Let me ask you this question a little more medically. Going by what you have seen of this disease so far, and it has been more than four months now since you have been actively working with it and around it, what is your sense? Whatever the literature you have seen on vaccines, does it look like we could potentially fight this?

SPK: It is quite possible, but my honest answer is that I do not know, because the virus is unknown. We do not know whether the virus would mutate, whether there would be cross-reactivity, and how our own immune system responds to the vaccines. Right now, these are all conjectures, and probably over the next few months or so or by early 2021, we should be able to figure out exactly where we stand. Right now, the situation is very fluid.

Dr Kumarasamy, you have worked on infectious diseases for a while and as you have said, you have also worked with clinical trials for vaccines elsewhere. So what is your sense of what the likelihood of its efficacy is, if you were to look at it somewhat dispassionately?

NK: We have different types of vaccines: DNA-driven vaccines, RNA vaccines, and certain protein-based vaccines. [Each of these] does different things. We use vectors to give [the vaccine] to individuals [in order] to stimulate the response. It can be a viral vector that is non-replicating, or a viral vector that can be replicating--we have to be very careful, as this can sometimes also cause disease. Another [type] is [where] we give an inactivated virus. Each one will have a different efficacy. But all these finally do the same thing--they stimulate the immune response to protect against the disease.

With the currently available scientific data--which is documented, peer-reviewed by researchers and has been accepted--two vaccines are really in an advanced stage. One is the mRNA vaccine developed by Moderna in collaboration with the US National Institutes of Health, which is in advanced clinical trials. They have already started phase III, which has shown a really good response. We need to wait for it. But again Anthony Fauci, who leads the NIH [National Institutes of Health, USA] efforts, very clearly says that [we have to] wait upto early 2021. It is too early to speculate but that has really gone into the very advanced stage of the study.

INFORMATION GIVEN >>
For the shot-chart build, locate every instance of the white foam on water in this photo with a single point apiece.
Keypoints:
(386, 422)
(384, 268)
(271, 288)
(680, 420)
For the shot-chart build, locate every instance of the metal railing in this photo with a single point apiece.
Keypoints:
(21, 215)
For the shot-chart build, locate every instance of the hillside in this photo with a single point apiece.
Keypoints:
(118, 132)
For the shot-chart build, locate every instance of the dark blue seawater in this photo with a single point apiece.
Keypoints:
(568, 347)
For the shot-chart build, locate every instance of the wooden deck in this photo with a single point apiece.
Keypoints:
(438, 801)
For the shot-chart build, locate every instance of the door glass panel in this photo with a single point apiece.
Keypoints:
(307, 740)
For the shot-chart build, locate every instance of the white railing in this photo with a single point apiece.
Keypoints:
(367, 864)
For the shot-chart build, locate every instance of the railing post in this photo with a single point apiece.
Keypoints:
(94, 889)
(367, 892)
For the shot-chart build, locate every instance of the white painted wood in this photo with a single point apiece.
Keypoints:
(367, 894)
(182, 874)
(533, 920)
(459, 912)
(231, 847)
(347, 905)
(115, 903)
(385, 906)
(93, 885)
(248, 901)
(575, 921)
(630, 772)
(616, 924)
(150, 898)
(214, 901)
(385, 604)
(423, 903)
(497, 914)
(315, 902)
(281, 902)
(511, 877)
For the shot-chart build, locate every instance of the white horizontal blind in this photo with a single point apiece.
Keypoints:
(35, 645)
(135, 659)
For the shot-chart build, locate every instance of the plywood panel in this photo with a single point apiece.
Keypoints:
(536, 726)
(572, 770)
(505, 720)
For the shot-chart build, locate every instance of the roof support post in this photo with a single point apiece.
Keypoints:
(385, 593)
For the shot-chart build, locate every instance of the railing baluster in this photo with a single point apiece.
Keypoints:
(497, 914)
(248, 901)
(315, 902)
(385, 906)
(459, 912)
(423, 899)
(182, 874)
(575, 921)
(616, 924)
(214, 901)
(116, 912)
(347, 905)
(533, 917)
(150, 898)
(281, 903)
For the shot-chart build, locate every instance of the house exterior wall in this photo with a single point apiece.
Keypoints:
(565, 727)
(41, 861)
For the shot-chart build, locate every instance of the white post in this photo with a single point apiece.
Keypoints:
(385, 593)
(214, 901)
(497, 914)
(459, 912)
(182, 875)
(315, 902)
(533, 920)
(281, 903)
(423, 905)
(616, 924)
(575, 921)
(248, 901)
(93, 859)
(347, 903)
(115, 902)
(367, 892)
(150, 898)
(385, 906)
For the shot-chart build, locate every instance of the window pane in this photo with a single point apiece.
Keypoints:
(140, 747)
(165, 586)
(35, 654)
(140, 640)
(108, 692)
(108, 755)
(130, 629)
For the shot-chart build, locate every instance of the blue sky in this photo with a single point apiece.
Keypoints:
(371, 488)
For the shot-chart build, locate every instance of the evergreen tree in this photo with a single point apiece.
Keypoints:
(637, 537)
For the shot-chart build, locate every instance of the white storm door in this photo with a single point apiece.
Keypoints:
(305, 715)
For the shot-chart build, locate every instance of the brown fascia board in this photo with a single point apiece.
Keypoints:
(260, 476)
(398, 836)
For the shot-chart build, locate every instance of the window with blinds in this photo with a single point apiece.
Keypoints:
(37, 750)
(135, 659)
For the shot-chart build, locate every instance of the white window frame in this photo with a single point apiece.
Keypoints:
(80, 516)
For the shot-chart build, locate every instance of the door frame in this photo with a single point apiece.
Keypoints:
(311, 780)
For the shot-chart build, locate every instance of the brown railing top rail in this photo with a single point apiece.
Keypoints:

INSTRUCTIONS >>
A) Do the following statements agree with the vaccine interview? For each, answer yes or no and quote the deciding words. (i) The mRNA vaccine mentioned was developed by Moderna together with the US National Institutes of Health. (ii) A replicating viral vector poses no risk of causing disease. (iii) SPK says with certainty that a vaccine will be able to fight the disease.
B) How would you translate this sentence from the vaccine interview into Spanish: "But all these finally do the same thing--they stimulate the immune response to protect against the disease."
C) Can you carry on the vaccine interview, picking up right after its last sentence?

EXPECTED RESPONSES >>
A)
(i) Yes: "One is the mRNA vaccine developed by Moderna in collaboration with the US National Institutes of Health"
(ii) No: "a viral vector that can be replicating--we have to be very careful, as this can sometimes also cause disease"
(iii) No: "It is quite possible, but my honest answer is that I do not know, because the virus is unknown."

B) Pero, al final, todas hacen lo mismo: estimulan la respuesta inmunitaria para proteger contra la enfermedad.

C)
Another vaccine is the one by the Oxford group, which is what we call chimp-adeno Oxford 1 virus. It is now in phase III, and an Indian company, the Serum Institute, is partnering with them. It is a chimeric adenovirus vector developed by the Oxford group. It has gone into good clinical trials, and they have also shown that all the adverse events [are] not very significant to disrupt [the trial], [are] mild to moderate, which people can adjust to. It has shown a lot of immunogenicity.

We need to wait for the results and these are all very robust groups--the NIH and Oxford. They do studies in a very ethical and systematic way involving proper design. I think we need to wait for these results in a very optimistic way.

Dr Kalantri, how do you read what Dr Kumarasamy is saying? And secondly, we were supposed to be targeting a launch for a vaccine on August 15, which may not happen, but that is how we were approaching the issue. So what is your advice to those who will be watching this or reading this later?

SPK: I think it is important to go by real research. I am reminded of some statements by Dr Soumya Swaminathan [chief scientist at the WHO] as well as Dr Fauci who said that we might see the birth of this vaccine by the winter of 2020 or probably the summer of 2021, provided we are extremely lucky. I think that is very important for us to understand--the virus development is going on by leaps and bounds, but it would be very premature to [say] whether the vaccine will really be available in the next couple of months or not. So we need to wait, we need to have a lot of patience, and maybe God-willing, probably early 2021 might see this vaccine.